--- start of DATA EXTRACT ---

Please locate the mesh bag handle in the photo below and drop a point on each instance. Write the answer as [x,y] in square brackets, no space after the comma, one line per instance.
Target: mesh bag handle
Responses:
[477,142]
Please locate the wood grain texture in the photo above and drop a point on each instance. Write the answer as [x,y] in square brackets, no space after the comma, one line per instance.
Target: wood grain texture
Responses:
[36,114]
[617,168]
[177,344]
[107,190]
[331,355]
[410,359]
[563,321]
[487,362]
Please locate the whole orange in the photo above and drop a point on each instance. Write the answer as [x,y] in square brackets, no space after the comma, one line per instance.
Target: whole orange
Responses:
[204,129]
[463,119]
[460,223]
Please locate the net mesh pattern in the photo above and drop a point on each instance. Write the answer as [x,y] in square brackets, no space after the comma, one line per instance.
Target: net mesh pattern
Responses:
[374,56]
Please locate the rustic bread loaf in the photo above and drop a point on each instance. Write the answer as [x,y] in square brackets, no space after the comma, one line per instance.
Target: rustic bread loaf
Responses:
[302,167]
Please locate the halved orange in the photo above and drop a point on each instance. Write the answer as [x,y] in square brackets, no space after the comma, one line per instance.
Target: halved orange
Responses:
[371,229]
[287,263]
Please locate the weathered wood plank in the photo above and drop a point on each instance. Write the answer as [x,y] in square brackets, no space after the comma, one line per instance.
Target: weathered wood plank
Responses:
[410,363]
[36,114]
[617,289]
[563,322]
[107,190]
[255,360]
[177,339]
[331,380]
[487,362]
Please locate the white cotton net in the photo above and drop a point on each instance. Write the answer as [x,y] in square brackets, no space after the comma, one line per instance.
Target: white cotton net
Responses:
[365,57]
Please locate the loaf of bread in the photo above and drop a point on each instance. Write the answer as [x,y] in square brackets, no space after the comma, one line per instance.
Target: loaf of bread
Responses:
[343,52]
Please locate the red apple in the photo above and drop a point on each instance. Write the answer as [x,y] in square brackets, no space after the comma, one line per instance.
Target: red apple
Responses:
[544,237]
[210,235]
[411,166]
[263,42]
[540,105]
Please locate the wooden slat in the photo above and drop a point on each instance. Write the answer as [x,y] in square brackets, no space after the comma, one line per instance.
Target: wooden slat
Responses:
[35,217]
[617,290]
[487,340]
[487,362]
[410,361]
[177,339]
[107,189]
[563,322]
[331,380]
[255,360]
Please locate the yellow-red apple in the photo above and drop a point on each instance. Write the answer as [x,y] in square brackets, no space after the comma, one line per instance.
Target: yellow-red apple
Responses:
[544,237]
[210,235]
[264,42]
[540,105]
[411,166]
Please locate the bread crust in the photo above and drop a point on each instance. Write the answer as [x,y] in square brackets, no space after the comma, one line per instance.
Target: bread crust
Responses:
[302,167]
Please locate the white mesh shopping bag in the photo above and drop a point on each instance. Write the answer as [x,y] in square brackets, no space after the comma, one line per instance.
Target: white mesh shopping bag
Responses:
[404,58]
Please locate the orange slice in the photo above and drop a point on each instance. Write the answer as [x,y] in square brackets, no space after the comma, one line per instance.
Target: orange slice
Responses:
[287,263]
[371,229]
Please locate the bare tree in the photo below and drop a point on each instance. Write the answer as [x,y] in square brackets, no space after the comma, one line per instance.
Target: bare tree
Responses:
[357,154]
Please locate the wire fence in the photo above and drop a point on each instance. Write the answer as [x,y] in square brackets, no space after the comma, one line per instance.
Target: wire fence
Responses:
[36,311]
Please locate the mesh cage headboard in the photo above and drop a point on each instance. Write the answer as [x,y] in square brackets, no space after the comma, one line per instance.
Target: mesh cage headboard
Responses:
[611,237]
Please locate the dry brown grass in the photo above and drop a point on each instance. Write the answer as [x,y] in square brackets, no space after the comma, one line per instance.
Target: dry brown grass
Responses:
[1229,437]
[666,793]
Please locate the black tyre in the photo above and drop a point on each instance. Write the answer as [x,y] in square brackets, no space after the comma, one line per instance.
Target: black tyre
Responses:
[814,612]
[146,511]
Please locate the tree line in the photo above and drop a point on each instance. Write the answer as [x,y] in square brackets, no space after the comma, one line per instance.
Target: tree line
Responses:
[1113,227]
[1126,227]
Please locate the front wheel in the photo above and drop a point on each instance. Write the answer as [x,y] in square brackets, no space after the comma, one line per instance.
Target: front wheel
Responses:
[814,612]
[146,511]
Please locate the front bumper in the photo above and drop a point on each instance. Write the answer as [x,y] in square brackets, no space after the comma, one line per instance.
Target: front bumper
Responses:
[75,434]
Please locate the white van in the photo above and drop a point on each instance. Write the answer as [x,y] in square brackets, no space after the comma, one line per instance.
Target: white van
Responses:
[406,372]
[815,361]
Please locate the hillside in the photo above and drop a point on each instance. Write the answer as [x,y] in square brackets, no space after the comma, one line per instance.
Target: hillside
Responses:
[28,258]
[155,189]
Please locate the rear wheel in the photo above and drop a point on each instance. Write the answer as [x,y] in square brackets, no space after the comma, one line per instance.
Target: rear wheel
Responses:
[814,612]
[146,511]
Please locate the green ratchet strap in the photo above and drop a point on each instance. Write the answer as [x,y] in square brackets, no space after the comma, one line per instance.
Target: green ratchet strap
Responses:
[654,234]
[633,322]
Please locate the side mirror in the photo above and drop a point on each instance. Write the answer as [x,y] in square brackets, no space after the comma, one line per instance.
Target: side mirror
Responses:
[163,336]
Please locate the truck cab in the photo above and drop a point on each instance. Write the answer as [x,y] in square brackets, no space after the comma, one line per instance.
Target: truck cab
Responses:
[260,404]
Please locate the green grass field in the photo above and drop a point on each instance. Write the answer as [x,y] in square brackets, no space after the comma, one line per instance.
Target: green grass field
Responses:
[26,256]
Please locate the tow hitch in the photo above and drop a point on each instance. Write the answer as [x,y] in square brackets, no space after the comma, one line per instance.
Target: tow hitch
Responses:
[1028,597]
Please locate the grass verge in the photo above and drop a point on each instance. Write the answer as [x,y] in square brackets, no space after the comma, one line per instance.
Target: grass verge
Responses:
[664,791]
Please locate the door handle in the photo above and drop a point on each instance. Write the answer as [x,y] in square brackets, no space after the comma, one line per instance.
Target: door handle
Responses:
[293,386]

--- end of DATA EXTRACT ---

Transcribe each entry exactly.

**FINAL RESULT:**
Please locate the mesh bag handle in the photo below and drop a point on each instance. Write the answer as [x,y] in square brackets, no space after the comma, one line per instance.
Target: mesh bag handle
Responses:
[477,142]
Please locate the wood grain texture in the photo above and drop a point on each instance. Write the answer as [x,y] in square brackets, no space after the comma, one line per instance.
Target: wood grain texture
Responses:
[36,114]
[617,168]
[177,344]
[107,190]
[331,355]
[410,359]
[563,321]
[487,362]
Please locate the whole orange in the photo above and drop a point on each instance. Write the answer as [x,y] in square brackets, no space after the comma, one line per instance.
Target: whole orange
Responses:
[204,129]
[463,119]
[460,223]
Please locate the net mesh pattern in the photo above and drop a point on each instance. Write the answer as [x,y] in square brackets, no space after the comma, one line per instance.
Target: net mesh pattern
Responses:
[374,56]
Please locate the rustic bread loaf in the photo above and drop a point on each instance. Write the answer as [x,y] in square brackets, no space after the comma, one line per instance.
Target: rustic bread loaf
Responses:
[302,167]
Please locate the halved orange in the photo above and drop a point on each instance. Write the answer as [x,y] in square brackets, no space after the comma, one line per instance.
Target: halved orange
Responses:
[371,229]
[287,263]
Please locate the weathered wood plank in the photo above and drop a point on each instance. Write the answer as [x,y] in square brackets, no space after the comma, one line per instance.
Target: weathered wood plank
Responses:
[410,363]
[36,114]
[617,289]
[563,322]
[107,190]
[255,360]
[177,339]
[331,380]
[487,362]
Please locate the white cotton net in the photo above and drop a point on each instance. Write the answer as [x,y] in square brackets, no space after the comma, one line per instance.
Target: white cotton net
Responses:
[365,57]
Please locate the loaf of bread in the photo above and drop a point on each instance. Write the answer as [x,y] in square brackets, no space after the comma, one line per instance.
Target: loaf of bread
Responses:
[343,52]
Please locate the red apple in the photo above and drop a point on each instance. Write the answer as [x,y] in square brackets, no space after the comma, one line per instance.
Target: red apple
Responses:
[544,237]
[210,235]
[411,166]
[263,42]
[540,105]
Please locate the wooden slat in the photo above and drop a point on each instance. Write the answer as [x,y] in square brackets, no space after the comma, one line per instance.
Target: wooden slat
Responses:
[35,217]
[617,290]
[487,340]
[487,362]
[410,361]
[177,339]
[107,189]
[563,322]
[331,380]
[255,360]
Please locate the yellow-red apple in the photo above and drop a point on each instance. Write the answer as [x,y] in square brackets, no space after the comma, one line per instance.
Target: yellow-red apple
Responses:
[544,237]
[210,235]
[264,42]
[540,105]
[411,166]
Please locate the bread crust in the photo above and drop a point on each instance. Write the answer as [x,y] in square brackets, no space after the comma, one line per instance.
Target: bread crust
Responses:
[302,167]
Please locate the white mesh shopping bag in the photo above and drop a point on each instance. Write the answer as [x,y] in square brackets, no space after the comma, one line per instance.
Target: white mesh shopping bag
Responses:
[404,58]
Please locate the orange slice in the photo above and drop a point on each instance. Write the answer as [x,y] in square brackets, no space after the comma, one line per instance.
Target: orange slice
Responses:
[287,263]
[371,229]
Please locate the bare tree in the photo below and drop a point on each instance. Write the answer as [x,y] in square brackets, no space after the comma, one line per instance.
Target: bare tree
Responses:
[357,154]
Please locate the wire fence in the photo above and drop a point on each instance. Write the answer as [x,y] in square brackets, no space after the comma, one line per instance.
Target: wire fence
Responses:
[36,311]
Please locate the mesh cage headboard in the photo above and drop a point on each instance. Write the answer as [x,y] in square brackets, no space after the comma, one line per instance.
Target: mesh cage headboard
Responses:
[611,237]
Please locate the dry brown grass in the photo above and drop a point on each instance. Write the answer as [x,y] in square brackets, no space after the comma, one line per instance.
Target: dry brown grass
Responses:
[1229,437]
[666,793]
Please locate the black tyre in the photo above and drop a point on each instance. Write the answer as [x,y] in square brackets, no space after the comma, one line per instance.
Target: black tyre
Responses:
[814,612]
[146,511]
Please locate the tree line in the photo above and drop a point on each instance. Write the answer as [x,y] in square brackets, no space after the comma, one line per instance.
Target: tree line
Responses:
[1113,227]
[1126,227]
Please locate the front wheel in the photo above and drop a point on each instance. Write the answer as [x,y] in square brackets, no space after the comma, one line per instance.
Target: front wheel
Responses:
[814,612]
[146,511]
Please locate the front bumper in the photo above and drop a point on each instance. Write the answer as [x,y] in square brackets, no space after the comma, one line per instance.
Target: front bumper
Responses:
[75,434]
Please locate the white van in the photo above and drop a point on each instance. Write the answer as [x,y] in square brackets, no space after the comma, one line per instance.
Target: white van
Responses:
[406,372]
[815,361]
Please locate the hillside in the photo above and drop a point on each instance. Write the answer as [x,y] in square brackets, no space after the comma, one line per instance.
Target: hillside
Responses:
[28,258]
[155,189]
Please locate the rear wheel in the photo above and drop a point on each instance. Write the answer as [x,y] in square brackets, no space after the comma, one line per instance.
Target: rear wheel
Responses:
[814,612]
[146,511]
Please locate the green ratchet strap in the photo above and drop a point on each instance. Write the answer as [x,y] in square brackets, no space after the comma, one line per instance.
Target: green ratchet strap
Responses:
[654,234]
[633,322]
Please locate the side mirror in the photo above and drop a point on each instance. Write the answer as [x,y] in square brackets, no space after the comma, one line per instance.
Target: side mirror
Responses:
[163,336]
Please locate the truck cab in the photo above and drop a point on each instance. Write the answer as [x,y] in square brackets, no space after the comma, one line per instance.
Target: truck cab
Responses:
[260,404]
Please locate the green grass field in the photo above and drop a point on each instance. Write the answer as [x,y] in square brackets, no space after the comma, one line per instance.
Target: green grass field
Responses:
[26,256]
Please locate the tow hitch in the photo above and drop a point on each instance. Write the answer as [x,y] in square brackets, no space after the comma, one line per instance.
Target: tow hitch
Responses:
[1028,597]
Please locate the grass verge in the photo above and drop a point on each instance. Write the answer as [x,y] in square brackets, no space after the comma, one line per instance.
Target: grass verge
Responses:
[664,791]
Please locate the door handle in the photo above and drop a point on each instance. Write the answer as [x,y] in square brackets, no space after the comma, one line per instance.
Target: door handle
Responses:
[293,386]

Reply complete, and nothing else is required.